▶ **Data for this exercise**:
═══

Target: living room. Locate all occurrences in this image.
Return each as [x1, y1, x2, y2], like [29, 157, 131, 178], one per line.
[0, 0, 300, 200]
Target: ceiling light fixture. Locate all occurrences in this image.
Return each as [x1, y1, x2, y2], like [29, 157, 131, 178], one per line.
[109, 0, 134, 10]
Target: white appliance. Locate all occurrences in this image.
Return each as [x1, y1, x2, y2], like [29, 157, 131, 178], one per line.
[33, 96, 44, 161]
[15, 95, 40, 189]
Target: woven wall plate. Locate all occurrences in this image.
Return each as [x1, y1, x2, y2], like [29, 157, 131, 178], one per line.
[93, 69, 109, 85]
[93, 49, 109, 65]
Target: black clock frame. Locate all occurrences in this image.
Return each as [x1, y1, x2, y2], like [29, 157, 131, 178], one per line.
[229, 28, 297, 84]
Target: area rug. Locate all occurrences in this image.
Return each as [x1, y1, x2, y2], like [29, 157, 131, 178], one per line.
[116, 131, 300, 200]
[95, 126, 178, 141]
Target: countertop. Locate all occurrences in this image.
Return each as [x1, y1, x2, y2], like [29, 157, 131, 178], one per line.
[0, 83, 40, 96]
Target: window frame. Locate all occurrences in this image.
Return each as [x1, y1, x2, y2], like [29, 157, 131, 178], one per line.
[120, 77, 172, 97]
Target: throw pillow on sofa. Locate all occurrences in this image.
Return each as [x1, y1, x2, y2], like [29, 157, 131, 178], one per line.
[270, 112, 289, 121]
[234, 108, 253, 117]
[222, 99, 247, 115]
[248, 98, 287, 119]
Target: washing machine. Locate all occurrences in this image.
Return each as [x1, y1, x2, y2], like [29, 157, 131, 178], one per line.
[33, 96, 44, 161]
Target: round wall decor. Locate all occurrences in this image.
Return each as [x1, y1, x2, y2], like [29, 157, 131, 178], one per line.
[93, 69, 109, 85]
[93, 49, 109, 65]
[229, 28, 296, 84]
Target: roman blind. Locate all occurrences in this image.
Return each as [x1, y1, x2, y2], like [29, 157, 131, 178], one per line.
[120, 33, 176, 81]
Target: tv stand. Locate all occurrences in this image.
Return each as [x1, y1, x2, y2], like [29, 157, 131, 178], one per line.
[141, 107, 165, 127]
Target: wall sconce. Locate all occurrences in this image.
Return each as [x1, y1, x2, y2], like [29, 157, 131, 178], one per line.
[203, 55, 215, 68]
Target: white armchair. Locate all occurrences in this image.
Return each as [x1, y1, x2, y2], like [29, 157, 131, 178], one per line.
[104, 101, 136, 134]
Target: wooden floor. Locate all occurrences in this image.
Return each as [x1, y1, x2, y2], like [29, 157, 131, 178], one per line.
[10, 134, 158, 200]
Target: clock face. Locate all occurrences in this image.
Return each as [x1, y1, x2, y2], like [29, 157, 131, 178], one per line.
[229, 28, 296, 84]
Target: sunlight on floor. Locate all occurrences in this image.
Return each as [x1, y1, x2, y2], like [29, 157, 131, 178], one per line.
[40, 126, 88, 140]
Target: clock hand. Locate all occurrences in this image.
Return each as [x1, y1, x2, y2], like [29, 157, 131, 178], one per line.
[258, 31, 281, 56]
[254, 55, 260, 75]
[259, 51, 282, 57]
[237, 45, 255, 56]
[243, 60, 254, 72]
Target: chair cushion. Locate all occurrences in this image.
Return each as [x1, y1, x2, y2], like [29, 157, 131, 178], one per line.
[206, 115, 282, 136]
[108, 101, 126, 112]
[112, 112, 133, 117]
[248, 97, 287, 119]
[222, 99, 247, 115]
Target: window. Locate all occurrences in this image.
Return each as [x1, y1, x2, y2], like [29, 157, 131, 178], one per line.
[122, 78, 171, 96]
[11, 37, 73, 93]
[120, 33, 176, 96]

═══

▶ **What you need to do**:
Please rewrite the items from the first line up to and including the line with "[15, 95, 40, 189]", changing "white appliance" to "laundry appliance" and leaving everything else as it is. Give back only those lines.

▶ **Written answer**:
Target: living room. Locate all occurrences in this image.
Return each as [x1, y1, x2, y2], like [29, 157, 131, 178], one per line.
[0, 0, 300, 200]
Target: ceiling light fixture. Locate all occurrences in this image.
Return each as [x1, y1, x2, y2], like [29, 157, 131, 178], one per line.
[109, 0, 134, 10]
Target: laundry appliance. Locate all occurrences in this image.
Return each as [x1, y1, x2, y2], like [29, 157, 131, 178], one per line.
[33, 96, 44, 161]
[15, 95, 40, 189]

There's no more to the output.